Exercise details
Treat the line containing "Target: white goal frame" as the first line and the final line of the material below as the last; reproduce that range exactly.

==== Stored data ====

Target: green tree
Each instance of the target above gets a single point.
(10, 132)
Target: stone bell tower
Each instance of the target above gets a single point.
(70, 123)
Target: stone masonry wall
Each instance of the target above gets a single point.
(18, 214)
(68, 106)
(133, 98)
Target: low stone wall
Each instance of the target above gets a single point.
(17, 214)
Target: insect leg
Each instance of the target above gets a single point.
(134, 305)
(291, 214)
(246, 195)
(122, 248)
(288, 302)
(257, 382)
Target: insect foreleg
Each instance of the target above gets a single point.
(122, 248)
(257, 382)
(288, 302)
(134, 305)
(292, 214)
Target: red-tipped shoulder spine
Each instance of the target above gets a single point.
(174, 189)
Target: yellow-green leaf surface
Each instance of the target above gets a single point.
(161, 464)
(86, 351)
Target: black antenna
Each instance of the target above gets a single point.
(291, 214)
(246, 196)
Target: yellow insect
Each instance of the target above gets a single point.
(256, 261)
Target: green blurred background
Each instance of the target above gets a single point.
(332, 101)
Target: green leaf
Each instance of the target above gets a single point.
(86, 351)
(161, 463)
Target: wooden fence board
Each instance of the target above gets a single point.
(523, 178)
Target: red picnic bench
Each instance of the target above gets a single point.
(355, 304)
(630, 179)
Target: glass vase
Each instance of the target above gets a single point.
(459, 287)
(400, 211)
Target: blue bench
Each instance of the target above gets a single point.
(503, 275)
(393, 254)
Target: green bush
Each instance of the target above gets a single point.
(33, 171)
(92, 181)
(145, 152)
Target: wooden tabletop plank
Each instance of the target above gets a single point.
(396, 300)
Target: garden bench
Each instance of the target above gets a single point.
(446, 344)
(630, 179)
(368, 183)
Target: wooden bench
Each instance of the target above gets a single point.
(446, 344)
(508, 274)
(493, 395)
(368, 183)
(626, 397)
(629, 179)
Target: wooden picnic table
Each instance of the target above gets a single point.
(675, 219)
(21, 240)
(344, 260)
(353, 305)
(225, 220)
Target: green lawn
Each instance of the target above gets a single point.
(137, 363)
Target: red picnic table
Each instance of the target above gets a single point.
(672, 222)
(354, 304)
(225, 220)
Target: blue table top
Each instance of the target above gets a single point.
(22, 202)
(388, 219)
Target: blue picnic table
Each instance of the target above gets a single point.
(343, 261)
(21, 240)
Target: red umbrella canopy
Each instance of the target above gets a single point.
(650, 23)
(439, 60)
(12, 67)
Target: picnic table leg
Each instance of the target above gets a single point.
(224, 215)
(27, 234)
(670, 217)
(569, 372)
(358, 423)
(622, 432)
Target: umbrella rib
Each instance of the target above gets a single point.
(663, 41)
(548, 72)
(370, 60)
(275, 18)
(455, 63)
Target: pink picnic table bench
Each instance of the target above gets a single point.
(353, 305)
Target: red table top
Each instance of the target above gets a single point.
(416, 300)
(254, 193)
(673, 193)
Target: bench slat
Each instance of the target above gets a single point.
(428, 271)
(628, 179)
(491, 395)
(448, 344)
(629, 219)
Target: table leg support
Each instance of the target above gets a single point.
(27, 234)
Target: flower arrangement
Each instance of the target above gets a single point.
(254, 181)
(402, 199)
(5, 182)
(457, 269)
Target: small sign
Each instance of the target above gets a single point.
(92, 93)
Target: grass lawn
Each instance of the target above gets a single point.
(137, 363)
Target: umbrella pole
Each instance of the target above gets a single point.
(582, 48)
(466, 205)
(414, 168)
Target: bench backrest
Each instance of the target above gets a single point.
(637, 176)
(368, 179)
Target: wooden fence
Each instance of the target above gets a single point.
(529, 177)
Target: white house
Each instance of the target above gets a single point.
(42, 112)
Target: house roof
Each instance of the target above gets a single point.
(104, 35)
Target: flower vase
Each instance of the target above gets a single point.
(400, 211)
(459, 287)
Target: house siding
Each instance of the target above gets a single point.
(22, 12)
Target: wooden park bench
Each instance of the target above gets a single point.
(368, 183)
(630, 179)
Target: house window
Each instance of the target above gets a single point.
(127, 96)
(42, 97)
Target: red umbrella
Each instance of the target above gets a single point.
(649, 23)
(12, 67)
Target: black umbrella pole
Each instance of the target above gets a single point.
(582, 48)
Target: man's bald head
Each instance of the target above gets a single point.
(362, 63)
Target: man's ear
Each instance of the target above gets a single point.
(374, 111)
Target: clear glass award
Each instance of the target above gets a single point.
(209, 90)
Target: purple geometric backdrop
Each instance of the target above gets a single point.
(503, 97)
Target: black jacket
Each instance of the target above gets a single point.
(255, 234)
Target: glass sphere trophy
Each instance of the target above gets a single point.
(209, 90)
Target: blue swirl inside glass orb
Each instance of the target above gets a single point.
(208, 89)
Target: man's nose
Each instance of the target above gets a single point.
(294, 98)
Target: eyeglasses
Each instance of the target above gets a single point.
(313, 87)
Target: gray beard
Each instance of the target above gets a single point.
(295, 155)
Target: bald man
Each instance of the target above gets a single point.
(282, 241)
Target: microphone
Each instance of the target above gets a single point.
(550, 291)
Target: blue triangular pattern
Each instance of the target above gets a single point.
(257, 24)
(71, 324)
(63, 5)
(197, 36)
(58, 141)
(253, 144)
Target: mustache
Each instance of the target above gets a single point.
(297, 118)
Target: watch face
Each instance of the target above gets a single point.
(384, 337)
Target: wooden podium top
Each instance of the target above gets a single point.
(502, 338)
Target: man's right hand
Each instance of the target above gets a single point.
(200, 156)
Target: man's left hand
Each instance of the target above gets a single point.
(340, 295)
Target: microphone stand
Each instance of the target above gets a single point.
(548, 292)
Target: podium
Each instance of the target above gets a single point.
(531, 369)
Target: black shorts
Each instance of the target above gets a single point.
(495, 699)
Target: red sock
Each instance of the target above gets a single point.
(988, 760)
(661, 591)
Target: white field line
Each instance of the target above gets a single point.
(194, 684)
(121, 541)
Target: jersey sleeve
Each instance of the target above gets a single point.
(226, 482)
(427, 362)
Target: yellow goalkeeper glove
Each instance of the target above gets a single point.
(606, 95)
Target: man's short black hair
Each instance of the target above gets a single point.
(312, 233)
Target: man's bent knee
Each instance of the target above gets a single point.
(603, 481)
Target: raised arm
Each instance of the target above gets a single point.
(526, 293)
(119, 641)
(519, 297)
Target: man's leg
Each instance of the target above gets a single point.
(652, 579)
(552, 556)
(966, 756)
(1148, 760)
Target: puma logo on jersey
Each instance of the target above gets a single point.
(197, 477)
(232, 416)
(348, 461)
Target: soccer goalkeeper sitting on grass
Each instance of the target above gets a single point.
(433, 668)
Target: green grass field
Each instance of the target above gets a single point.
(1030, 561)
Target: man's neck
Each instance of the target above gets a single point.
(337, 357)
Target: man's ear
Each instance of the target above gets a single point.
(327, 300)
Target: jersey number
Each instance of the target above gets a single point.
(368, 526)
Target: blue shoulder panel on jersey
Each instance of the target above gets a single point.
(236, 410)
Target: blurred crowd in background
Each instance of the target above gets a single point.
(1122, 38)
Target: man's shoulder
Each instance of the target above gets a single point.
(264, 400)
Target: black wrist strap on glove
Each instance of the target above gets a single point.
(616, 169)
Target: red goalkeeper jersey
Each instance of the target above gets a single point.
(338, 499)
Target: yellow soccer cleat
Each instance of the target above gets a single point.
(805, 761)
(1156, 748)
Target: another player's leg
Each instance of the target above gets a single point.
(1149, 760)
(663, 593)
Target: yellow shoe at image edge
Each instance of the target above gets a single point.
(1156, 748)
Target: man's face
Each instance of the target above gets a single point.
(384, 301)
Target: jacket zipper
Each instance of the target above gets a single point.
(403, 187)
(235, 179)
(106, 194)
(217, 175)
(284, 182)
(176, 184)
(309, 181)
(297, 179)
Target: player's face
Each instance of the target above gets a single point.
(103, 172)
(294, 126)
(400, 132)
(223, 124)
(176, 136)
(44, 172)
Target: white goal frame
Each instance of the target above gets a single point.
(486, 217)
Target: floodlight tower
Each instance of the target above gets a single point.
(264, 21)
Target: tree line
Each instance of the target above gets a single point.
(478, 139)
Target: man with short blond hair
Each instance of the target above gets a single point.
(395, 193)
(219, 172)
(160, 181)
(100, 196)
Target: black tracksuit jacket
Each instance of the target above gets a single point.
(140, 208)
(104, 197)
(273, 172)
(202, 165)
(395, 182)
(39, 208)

====

Task solution
Target: white goal frame
Each instance of the target above gets a single point.
(486, 217)
Target: floodlight tower
Each instance of the target above gets a single point.
(264, 21)
Target: tree line
Each instance of the target above gets a single point.
(478, 139)
Target: man with short blond hair
Each instance of the target above gets a single point.
(395, 193)
(219, 172)
(160, 181)
(100, 196)
Target: black tracksuit jacket
Each instance of the target above gets a single point.
(140, 208)
(104, 197)
(273, 172)
(202, 165)
(395, 182)
(39, 208)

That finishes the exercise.